• _WHAT THE TASK ASKS_:
Every line below should be copied exactly; drop the pictures.
+++ INPUT ROWS
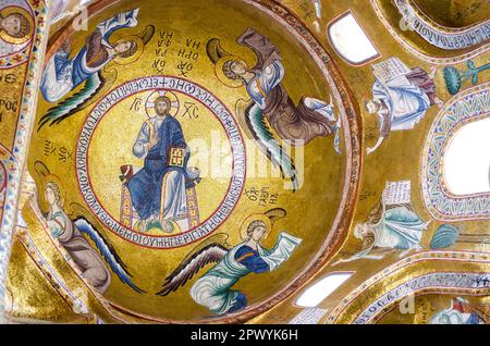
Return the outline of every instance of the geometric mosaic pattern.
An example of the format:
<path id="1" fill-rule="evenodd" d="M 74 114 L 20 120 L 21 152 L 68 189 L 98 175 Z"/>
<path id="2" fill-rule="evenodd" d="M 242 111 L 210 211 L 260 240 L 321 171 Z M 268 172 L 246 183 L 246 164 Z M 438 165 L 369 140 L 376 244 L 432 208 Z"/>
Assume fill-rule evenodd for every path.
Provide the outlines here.
<path id="1" fill-rule="evenodd" d="M 464 125 L 490 116 L 490 84 L 458 94 L 436 118 L 422 152 L 421 189 L 430 214 L 440 221 L 490 219 L 490 194 L 453 195 L 443 177 L 444 152 Z"/>

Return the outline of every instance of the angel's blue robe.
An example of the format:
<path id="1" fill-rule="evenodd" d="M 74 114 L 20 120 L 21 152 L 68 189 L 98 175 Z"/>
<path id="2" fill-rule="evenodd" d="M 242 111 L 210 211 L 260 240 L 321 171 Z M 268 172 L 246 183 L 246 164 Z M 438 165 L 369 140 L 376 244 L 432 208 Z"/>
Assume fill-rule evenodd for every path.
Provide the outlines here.
<path id="1" fill-rule="evenodd" d="M 149 132 L 154 125 L 155 118 L 145 122 L 136 140 L 133 151 L 136 157 L 143 157 L 145 152 L 142 150 L 143 144 L 148 143 Z M 169 201 L 168 209 L 164 214 L 168 215 L 172 210 L 172 219 L 177 219 L 177 214 L 185 208 L 185 186 L 184 176 L 186 163 L 189 155 L 184 160 L 184 168 L 168 165 L 168 155 L 170 148 L 187 148 L 184 133 L 181 124 L 171 115 L 167 115 L 159 127 L 157 144 L 146 152 L 145 165 L 138 171 L 127 183 L 131 193 L 133 207 L 138 212 L 140 219 L 148 219 L 151 215 L 160 213 L 162 184 L 166 173 L 175 172 L 173 184 L 175 188 L 166 190 L 166 199 Z M 172 183 L 172 182 L 170 182 Z M 181 198 L 182 197 L 182 198 Z M 173 202 L 172 202 L 173 201 Z M 167 218 L 166 218 L 167 219 Z"/>
<path id="2" fill-rule="evenodd" d="M 100 23 L 97 26 L 97 30 L 102 36 L 99 49 L 103 49 L 102 46 L 113 48 L 109 44 L 110 36 L 118 29 L 136 26 L 138 23 L 137 14 L 138 10 L 136 9 L 119 13 L 110 20 Z M 100 65 L 90 67 L 87 63 L 87 45 L 73 59 L 70 59 L 70 54 L 66 51 L 60 49 L 48 62 L 40 83 L 40 90 L 47 101 L 56 102 L 60 100 L 68 92 L 90 78 L 90 76 L 94 76 L 95 73 L 102 70 L 113 59 L 109 58 Z M 97 83 L 100 83 L 100 81 L 94 81 L 95 85 L 91 87 L 97 87 Z"/>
++++++
• _EXPECTED OUTPUT_:
Return the outline of every instance of the geometric mosaic pattern.
An example of the format:
<path id="1" fill-rule="evenodd" d="M 74 114 L 20 120 L 21 152 L 68 189 L 98 175 Z"/>
<path id="2" fill-rule="evenodd" d="M 242 111 L 210 211 L 260 240 L 321 171 Z M 268 172 L 246 183 L 246 164 Z M 438 165 L 369 140 L 376 244 L 432 208 Z"/>
Assume fill-rule evenodd for every path.
Provide the outlines here.
<path id="1" fill-rule="evenodd" d="M 464 125 L 490 116 L 490 84 L 458 94 L 436 118 L 422 152 L 421 189 L 430 214 L 440 221 L 490 219 L 490 194 L 453 195 L 443 177 L 444 152 Z"/>

Return the outline of every instance of the angel's blue robe.
An example of the format:
<path id="1" fill-rule="evenodd" d="M 74 114 L 20 120 L 21 152 L 68 189 L 98 175 Z"/>
<path id="2" fill-rule="evenodd" d="M 242 111 L 210 211 L 260 240 L 321 171 Z M 268 172 L 246 183 L 246 164 Z M 438 165 L 369 140 L 376 244 L 432 208 Z"/>
Assume fill-rule evenodd for every path.
Provide the outlines here.
<path id="1" fill-rule="evenodd" d="M 149 132 L 154 125 L 155 118 L 145 122 L 136 140 L 133 151 L 136 157 L 143 157 L 145 152 L 142 150 L 143 144 L 148 143 Z M 169 201 L 168 209 L 164 214 L 168 215 L 172 210 L 172 219 L 177 219 L 177 214 L 185 208 L 185 186 L 184 176 L 186 163 L 189 155 L 184 160 L 184 168 L 168 165 L 168 155 L 170 148 L 187 148 L 184 133 L 181 124 L 171 115 L 167 115 L 159 127 L 157 144 L 146 152 L 145 165 L 138 171 L 127 183 L 131 193 L 133 207 L 138 212 L 140 219 L 148 219 L 151 215 L 160 213 L 162 184 L 166 173 L 175 172 L 173 184 L 175 188 L 166 190 L 166 199 Z M 172 183 L 172 182 L 170 182 Z M 181 198 L 182 197 L 182 198 Z M 173 202 L 172 202 L 173 201 Z M 167 218 L 166 218 L 167 219 Z"/>
<path id="2" fill-rule="evenodd" d="M 100 23 L 97 26 L 97 30 L 102 36 L 99 49 L 103 49 L 102 46 L 113 48 L 109 44 L 110 36 L 118 29 L 136 26 L 138 23 L 137 14 L 138 10 L 136 9 L 119 13 L 110 20 Z M 100 65 L 90 67 L 87 63 L 87 45 L 73 59 L 70 59 L 70 54 L 66 51 L 60 49 L 48 62 L 40 83 L 40 90 L 47 101 L 56 102 L 60 100 L 68 92 L 90 78 L 90 76 L 94 76 L 95 73 L 102 70 L 113 59 L 109 58 Z M 97 83 L 100 83 L 100 81 L 94 81 L 95 85 L 91 87 L 97 87 Z"/>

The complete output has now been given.